• What needs to be done:
Emit the entire listing verbatim.

• Records provided:
########################################

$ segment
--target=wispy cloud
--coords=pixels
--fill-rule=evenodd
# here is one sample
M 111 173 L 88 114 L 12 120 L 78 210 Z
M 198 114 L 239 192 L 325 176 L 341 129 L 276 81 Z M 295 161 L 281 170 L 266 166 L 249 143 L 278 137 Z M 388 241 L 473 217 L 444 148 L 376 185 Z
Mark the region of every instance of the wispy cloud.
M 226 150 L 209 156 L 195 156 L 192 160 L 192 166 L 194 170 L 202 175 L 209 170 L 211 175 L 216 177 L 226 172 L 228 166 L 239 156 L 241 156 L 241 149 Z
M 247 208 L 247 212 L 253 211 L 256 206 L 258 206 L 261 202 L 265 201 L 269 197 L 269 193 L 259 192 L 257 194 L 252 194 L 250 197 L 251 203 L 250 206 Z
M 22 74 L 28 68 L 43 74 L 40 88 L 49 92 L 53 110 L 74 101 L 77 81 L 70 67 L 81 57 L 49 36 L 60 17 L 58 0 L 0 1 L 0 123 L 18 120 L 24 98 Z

########################################

• Solved exercise:
$ segment
--target=wispy cloud
--coords=pixels
--fill-rule=evenodd
# here is one sample
M 111 173 L 88 114 L 12 120 L 78 210 Z
M 198 114 L 239 192 L 325 176 L 341 129 L 276 81 Z M 295 161 L 281 170 L 266 166 L 249 143 L 278 137 Z M 388 241 L 473 217 L 444 148 L 376 185 Z
Mark the region of every instance of the wispy cloud.
M 226 150 L 209 156 L 195 156 L 192 160 L 192 166 L 194 170 L 202 175 L 209 170 L 211 175 L 216 177 L 226 172 L 228 166 L 239 156 L 241 156 L 241 149 Z
M 247 208 L 247 212 L 253 211 L 256 206 L 258 206 L 261 202 L 265 201 L 269 197 L 269 193 L 259 192 L 257 194 L 252 194 L 250 197 L 251 203 L 250 206 Z
M 22 74 L 28 68 L 43 74 L 40 88 L 49 92 L 53 110 L 74 101 L 77 81 L 70 67 L 81 57 L 49 36 L 60 17 L 58 0 L 0 1 L 0 123 L 18 120 L 24 98 Z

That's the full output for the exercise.